━━━━━ QUOTED PASSAGE
Miscellany (General)

by David Turell @, Friday, May 07, 2021, 19:36 (1086 days ago) @ dhw

BATS

DAVID: As for bats, you are stuck with 'maybe' suggestions.

dhw: NOBODY knows how speciation happens, and so we can only offer “maybes”. Please tell us why you think my “maybe” is impossible.

Your problem is there are no predecessors. In most series we find them. it's like the Cambrian Explosion.


Biological complexity:
DAVID: When DNA formed these protections had to be designed in place.

dhw: Did they? Which came first: disease or antidote? Evolution is the history of cells responding to new conditions by changing themselves, and changes survive if beneficial (natural selection) [...]. But you believe the antidote was designed by your God before the arrival of the disease. If so, why do “pathways” fail?

DAVID: Explained long ago. Protein molecules are free to fail and many backup protections are in place. If they weren't there from the beginning survival of new forms is very questionable.

dhw: If cells had not been able from the beginning to meet new requirements by changing themselves, there would have been no evolution. If cells were free to fail, this suggests they were also free to succeed.

I'm discussing molecular failure, and you jump to cell failure. Why?

NEW FORMS REQUIRE NEW INFORMATION

dhw: The answer is in the bold. Transposons cause mutations by “shuffling” information around, and mutations create the novelties. But the word “mutation” is not synonymous with randomness! [...] So here’s a clue: the scientist who first proposed the existence of transposons was Barbara McClintock, a Nobel prizewinner who was a firm believer in cellular intelligence.
━━━━━━━━━━
REQUIRED ACTIONS
1) In the forum exchange, who first proposed the existence of transposons?
2) Carry on the forum exchange on evolution past its final sentence.
━━━━━ DATA FOR ANALYSIS
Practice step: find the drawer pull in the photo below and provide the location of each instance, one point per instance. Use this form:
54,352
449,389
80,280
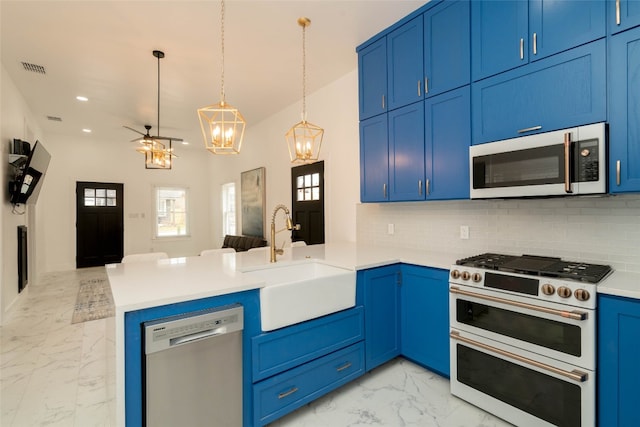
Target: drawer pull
343,367
287,393
529,129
━━━━━━━━━━
ANSWERS TO THIS EXERCISE
1) Barbara McClintock, a Nobel prizewinner who firmly believed in cellular intelligence.

2)
DAVID: What the article and you suggest, totally unproven, is shuffling existing information somehow produces new information. Pure Darwin hopefulness.

dhw: The usual muddle produced by the word “information”. I shouldn’t have taken the bait. Transposons are segments of DNA that can move around and cause mutations which may result in new structures (“genetic novelty”). Not pure Darwin, because mutation is not synonymous with randomness. Agreed?

It is still a shuffling of genetic information. transposons may be God's way of introducing new information.


Bacteriophages weird genome

DAVID: I know we are a threat. Note all the articles I have presented about how we screwed up beautifully operating ecosystems.

dhw: That is why I’m surprised at your refusal to take climate change seriously.

Will you read the current info foreign to you if I send you a major skeptic website populated by scientists?

Seals
QUOTES: "The findings help shine a light on how the animals evolved their body and behaviour to adapt to marine life – an incredible feat. (dhw’s bold)

This has happened multiple times, with groups like whales, sea turtles, sea cows and crocodiles, all evolving from land-dwelling ancestors that have adapted themselves for a life at sea.” (dhw’s bold)

DAVID: Typical Darwin think. We have no idea how these adaptations happened from a natural series of chance, random mutations. Note how the authors use purpose to explain the changes. Why not consider they were designed.

dhw: There is no mention of random mutations. Your hatred of Darwin is warping your understanding of what you read. The authors say these life forms “adapted themselves”. They leave open how this is done. I suggest that they could only have adapted themselves through the autonomous ability of their cells to make the changes. THAT = purposefulness and design. I presume your theory is a 3.8- billion-year-old computer programme, or a dabble before the animals entered the water.

Correct. God designs all advances in evolution. The article infers random Darwinian mutations to make the new aquatic species.